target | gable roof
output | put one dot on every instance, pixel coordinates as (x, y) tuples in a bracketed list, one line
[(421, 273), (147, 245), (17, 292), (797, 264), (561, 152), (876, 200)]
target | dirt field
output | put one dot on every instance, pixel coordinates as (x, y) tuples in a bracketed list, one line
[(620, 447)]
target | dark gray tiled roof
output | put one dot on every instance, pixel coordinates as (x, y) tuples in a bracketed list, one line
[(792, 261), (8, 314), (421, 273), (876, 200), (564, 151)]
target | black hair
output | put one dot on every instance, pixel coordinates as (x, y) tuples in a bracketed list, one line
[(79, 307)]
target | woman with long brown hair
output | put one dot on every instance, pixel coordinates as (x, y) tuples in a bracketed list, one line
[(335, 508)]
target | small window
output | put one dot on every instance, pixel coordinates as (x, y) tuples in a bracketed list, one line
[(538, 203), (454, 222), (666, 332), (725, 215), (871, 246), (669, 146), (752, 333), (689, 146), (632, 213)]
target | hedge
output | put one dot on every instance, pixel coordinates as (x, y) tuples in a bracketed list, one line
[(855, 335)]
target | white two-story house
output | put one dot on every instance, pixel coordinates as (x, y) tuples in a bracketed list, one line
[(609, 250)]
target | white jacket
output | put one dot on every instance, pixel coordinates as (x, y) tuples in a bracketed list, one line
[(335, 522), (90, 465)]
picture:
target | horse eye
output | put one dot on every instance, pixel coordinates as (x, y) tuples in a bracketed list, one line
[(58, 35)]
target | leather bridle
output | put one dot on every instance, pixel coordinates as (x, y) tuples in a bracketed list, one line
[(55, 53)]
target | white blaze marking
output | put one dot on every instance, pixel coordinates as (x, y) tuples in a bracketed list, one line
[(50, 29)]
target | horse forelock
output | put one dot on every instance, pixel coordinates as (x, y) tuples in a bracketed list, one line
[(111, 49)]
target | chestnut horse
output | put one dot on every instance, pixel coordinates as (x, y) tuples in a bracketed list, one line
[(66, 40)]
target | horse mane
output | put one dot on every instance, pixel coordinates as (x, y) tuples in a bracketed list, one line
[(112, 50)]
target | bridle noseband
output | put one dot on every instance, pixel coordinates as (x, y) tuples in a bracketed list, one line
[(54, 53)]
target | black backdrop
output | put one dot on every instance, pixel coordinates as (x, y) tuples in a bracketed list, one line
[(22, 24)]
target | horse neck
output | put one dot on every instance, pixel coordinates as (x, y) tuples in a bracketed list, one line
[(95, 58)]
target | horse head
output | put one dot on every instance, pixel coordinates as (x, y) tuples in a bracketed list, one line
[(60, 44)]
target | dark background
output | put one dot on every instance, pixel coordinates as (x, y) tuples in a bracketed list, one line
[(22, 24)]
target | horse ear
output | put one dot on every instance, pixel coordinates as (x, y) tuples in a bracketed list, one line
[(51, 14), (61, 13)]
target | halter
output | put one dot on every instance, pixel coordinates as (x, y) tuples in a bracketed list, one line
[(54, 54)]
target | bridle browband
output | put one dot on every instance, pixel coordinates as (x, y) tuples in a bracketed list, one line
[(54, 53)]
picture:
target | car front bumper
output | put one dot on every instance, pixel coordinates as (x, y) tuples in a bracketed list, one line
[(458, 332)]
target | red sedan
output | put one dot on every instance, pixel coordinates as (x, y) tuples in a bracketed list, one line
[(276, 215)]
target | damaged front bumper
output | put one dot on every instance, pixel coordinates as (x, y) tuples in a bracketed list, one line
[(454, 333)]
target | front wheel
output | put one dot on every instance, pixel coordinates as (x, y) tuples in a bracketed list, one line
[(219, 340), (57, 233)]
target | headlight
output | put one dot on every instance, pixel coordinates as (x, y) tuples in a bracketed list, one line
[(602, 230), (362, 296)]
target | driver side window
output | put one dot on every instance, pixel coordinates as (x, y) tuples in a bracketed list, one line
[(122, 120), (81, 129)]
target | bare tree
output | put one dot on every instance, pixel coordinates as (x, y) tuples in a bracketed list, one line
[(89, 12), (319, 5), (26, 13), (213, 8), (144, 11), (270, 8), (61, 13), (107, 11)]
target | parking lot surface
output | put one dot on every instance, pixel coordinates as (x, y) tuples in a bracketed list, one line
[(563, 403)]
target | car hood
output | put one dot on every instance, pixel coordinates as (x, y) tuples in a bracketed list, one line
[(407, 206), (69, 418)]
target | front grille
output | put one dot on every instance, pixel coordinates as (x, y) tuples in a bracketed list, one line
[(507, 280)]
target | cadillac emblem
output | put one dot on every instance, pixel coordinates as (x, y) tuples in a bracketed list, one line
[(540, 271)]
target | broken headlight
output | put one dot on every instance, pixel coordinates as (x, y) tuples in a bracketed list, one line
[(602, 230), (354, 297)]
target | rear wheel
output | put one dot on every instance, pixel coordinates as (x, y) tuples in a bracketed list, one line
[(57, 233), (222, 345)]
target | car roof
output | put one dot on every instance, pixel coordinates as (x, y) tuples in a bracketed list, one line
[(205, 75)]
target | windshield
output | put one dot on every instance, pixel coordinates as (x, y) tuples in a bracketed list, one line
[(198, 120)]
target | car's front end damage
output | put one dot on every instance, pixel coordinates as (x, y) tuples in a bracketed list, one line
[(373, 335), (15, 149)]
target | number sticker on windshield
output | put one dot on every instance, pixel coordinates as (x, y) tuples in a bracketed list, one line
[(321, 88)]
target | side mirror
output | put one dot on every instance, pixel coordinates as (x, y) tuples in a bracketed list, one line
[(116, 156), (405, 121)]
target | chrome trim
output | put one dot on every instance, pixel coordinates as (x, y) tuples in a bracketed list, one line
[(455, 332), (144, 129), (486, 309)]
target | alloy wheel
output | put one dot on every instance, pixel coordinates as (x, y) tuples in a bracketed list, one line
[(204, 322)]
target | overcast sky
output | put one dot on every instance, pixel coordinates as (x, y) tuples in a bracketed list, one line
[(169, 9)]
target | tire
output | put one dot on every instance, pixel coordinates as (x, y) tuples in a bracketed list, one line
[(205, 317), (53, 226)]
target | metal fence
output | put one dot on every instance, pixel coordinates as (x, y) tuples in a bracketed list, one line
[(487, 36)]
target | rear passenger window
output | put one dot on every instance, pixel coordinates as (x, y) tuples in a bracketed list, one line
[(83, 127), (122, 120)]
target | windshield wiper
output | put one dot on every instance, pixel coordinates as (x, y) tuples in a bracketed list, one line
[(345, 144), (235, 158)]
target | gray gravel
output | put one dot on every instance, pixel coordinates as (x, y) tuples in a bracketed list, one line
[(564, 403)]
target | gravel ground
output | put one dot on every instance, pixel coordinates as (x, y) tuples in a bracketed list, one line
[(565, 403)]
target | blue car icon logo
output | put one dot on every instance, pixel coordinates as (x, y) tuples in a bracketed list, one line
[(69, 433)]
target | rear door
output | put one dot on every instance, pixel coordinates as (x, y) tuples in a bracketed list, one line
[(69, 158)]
----------------------------------------
- THE PROBLEM -
A complete, exact transcription of the data above is required.

- ANSWER TO THIS TASK -
target | gable roof
output | put one dot on every instance, pixel coordinates as (x, y) tuples in a bracketed list, one line
[(421, 273), (147, 245), (17, 292), (797, 264), (561, 152), (876, 200)]
target | dirt field
output | put one dot on every instance, pixel coordinates as (x, y) tuples in a bracketed list, one line
[(620, 447)]
target | dark gray tiled roof
output | put one dot on every instance, pixel coordinates as (x, y) tuples in a bracketed list, one line
[(792, 261), (8, 314), (421, 273), (876, 200), (564, 151)]
target | black hair
output | put one dot on every instance, pixel coordinates as (x, y) tuples in a bracketed list, one line
[(79, 307)]
target | woman with long brown hair
output | put one dot on every instance, pixel coordinates as (x, y) tuples in a bracketed list, one line
[(335, 508)]
target | small window
output | put one dot on every instance, pixel coordinates as (x, y) tuples in a bracketed list, one line
[(538, 203), (454, 222), (666, 332), (725, 215), (871, 246), (669, 146), (752, 333), (689, 146), (632, 213)]
target | hedge
output | put one dot on every instance, pixel coordinates as (x, y) tuples in a bracketed list, one line
[(855, 335)]
target | white two-story house
output | put one dot on every instance, pixel coordinates as (x, y) tuples in a bracketed list, one line
[(609, 250)]
target | white jacket
output | put one dot on every instance, pixel coordinates as (x, y) tuples in a bracketed list, one line
[(335, 522), (90, 465)]
picture:
target | horse eye
output | put one dot on every instance, pixel coordinates as (x, y) tuples in a bracketed list, one line
[(58, 35)]
target | leather bridle
output | put one dot on every instance, pixel coordinates as (x, y) tuples in a bracketed list, one line
[(55, 53)]
target | white blaze marking
output | put one dot on every instance, pixel coordinates as (x, y) tuples in a bracketed list, one line
[(50, 29)]
target | horse forelock
output | put one dot on every instance, pixel coordinates as (x, y) tuples in a bracketed list, one line
[(111, 49)]
target | chestnut horse
output | put one dot on every instance, pixel coordinates as (x, y) tuples in a bracketed list, one line
[(66, 40)]
target | horse mane
output | put one dot on every instance, pixel coordinates as (x, y) tuples in a bracketed list, one line
[(112, 50)]
target | bridle noseband
output | put one dot on every instance, pixel coordinates as (x, y) tuples in a bracketed list, one line
[(54, 53)]
target | black backdrop
output | put one dot on every instance, pixel coordinates as (x, y) tuples in a bracketed list, one line
[(22, 24)]
target | horse neck
output | put one dot on every instance, pixel coordinates as (x, y) tuples in a bracketed list, one line
[(95, 58)]
target | horse head
output | put one dot on every instance, pixel coordinates as (x, y) tuples in a bracketed list, one line
[(60, 44)]
target | dark background
output | put one dot on every instance, pixel coordinates as (x, y) tuples in a bracketed list, one line
[(22, 24)]
target | horse ear
output | put one dot on every instance, pixel coordinates as (x, y) tuples in a bracketed list, one line
[(51, 14), (61, 13)]
target | halter
output | put one dot on every instance, pixel coordinates as (x, y) tuples in a bracketed list, one line
[(54, 54)]
target | bridle browband
output | put one dot on every instance, pixel coordinates as (x, y) tuples in a bracketed list, one line
[(54, 53)]
picture:
target | car front bumper
output | put one dot on every instance, pixel coordinates as (x, y) tuples in a bracketed list, one line
[(458, 332)]
target | red sedan
output | put one dot on every instance, pixel coordinates as (x, y) tuples in a bracketed list, one line
[(276, 215)]
target | damaged front bumper
output | put one dot on every instance, pixel coordinates as (x, y) tuples in a bracketed list, one line
[(454, 333)]
target | front wheel
output | put one dot on every instance, pixel coordinates as (x, y) tuples in a bracketed list, one line
[(219, 340), (57, 233)]
target | headlight
output | put one dot on every instance, pixel coordinates as (x, y) tuples in a bracketed list, one line
[(602, 230), (362, 296)]
target | driver side window
output | put one dot on every instance, pixel coordinates as (x, y) tuples in a bracketed list, one line
[(122, 120), (81, 129)]
target | bare tree
output | put one dot on every instance, pixel coordinates as (x, y) tuples in a bracketed list, one line
[(89, 12), (319, 5), (26, 13), (213, 8), (144, 11), (270, 8), (61, 13), (107, 11)]
target | parking lot surface
output | put one dot on every instance, pixel coordinates as (x, y) tuples in a bracketed list, one line
[(563, 403)]
target | car hood
output | put one dot on every instance, pixel coordinates as (x, y) tuples in a bracketed list, one line
[(407, 206), (69, 418)]
target | front grille
output | put one dot on every instance, pixel coordinates as (x, y) tuples in a bracketed list, one line
[(507, 280)]
target | cadillac emblem
output | put one dot on every instance, pixel coordinates as (x, y) tuples in a bracketed list, one line
[(540, 271)]
target | broken headlight
output | put one dot on every instance, pixel coordinates as (x, y) tuples in a bracketed list, one line
[(602, 230), (354, 297)]
target | rear wheel
output | put one dot on every instance, pixel coordinates as (x, y) tuples in a bracketed list, one line
[(57, 233), (222, 345)]
target | car roof
output | put one dot on every instance, pixel coordinates as (x, y) tuples in a bracketed list, one line
[(205, 75)]
target | windshield
output | put one dot on every instance, pixel coordinates as (x, y) tuples in a bracketed list, one line
[(198, 120)]
target | car's front end damage
output | put one dot on every instance, pixel coordinates as (x, y) tuples in a bracketed list, one line
[(373, 335), (15, 149)]
target | number sticker on windshield
output | put one dot on every instance, pixel coordinates as (x, y) tuples in a bracketed list, one line
[(321, 88)]
target | side mirror
output | put one dot on every instance, pixel coordinates as (x, y) tuples in a bracketed list, one line
[(116, 156), (405, 121)]
target | chrome trim
output | put one dot on every instance, pixel coordinates as (x, y) tuples in a bracketed list, one line
[(455, 332), (144, 129), (486, 309)]
target | alloy wheel
output | put one dot on every instance, pixel coordinates as (x, y) tuples in a bracketed list, one line
[(204, 322)]
target | overcast sky
output | put one dot on every instance, pixel coordinates as (x, y) tuples in a bracketed list, one line
[(169, 9)]
target | tire
output | put one dot on every instance, pixel coordinates as (x, y) tuples in a bracketed list, one line
[(205, 317), (53, 226)]
target | metal fence
output | put one dot on every instance, pixel coordinates as (x, y) tuples in a bracketed list, one line
[(487, 36)]
target | rear passenger window
output | put one dot on every instance, pixel coordinates as (x, y) tuples in a bracketed list, one line
[(83, 127), (122, 120)]
target | windshield wiper
output | put one dot on every instance, pixel coordinates as (x, y) tuples in a bracketed list, one line
[(345, 144), (235, 158)]
target | gray gravel
output | put one dot on every instance, pixel coordinates as (x, y) tuples in a bracketed list, one line
[(564, 403)]
target | gravel ground
output | put one dot on every instance, pixel coordinates as (x, y) tuples in a bracketed list, one line
[(565, 403)]
target | blue car icon logo
output | put one dot on every instance, pixel coordinates as (x, y) tuples in a bracketed list, one line
[(69, 433)]
target | rear door
output | put one dot on every instance, pixel coordinates as (x, y) tuples in a bracketed list, one line
[(69, 158)]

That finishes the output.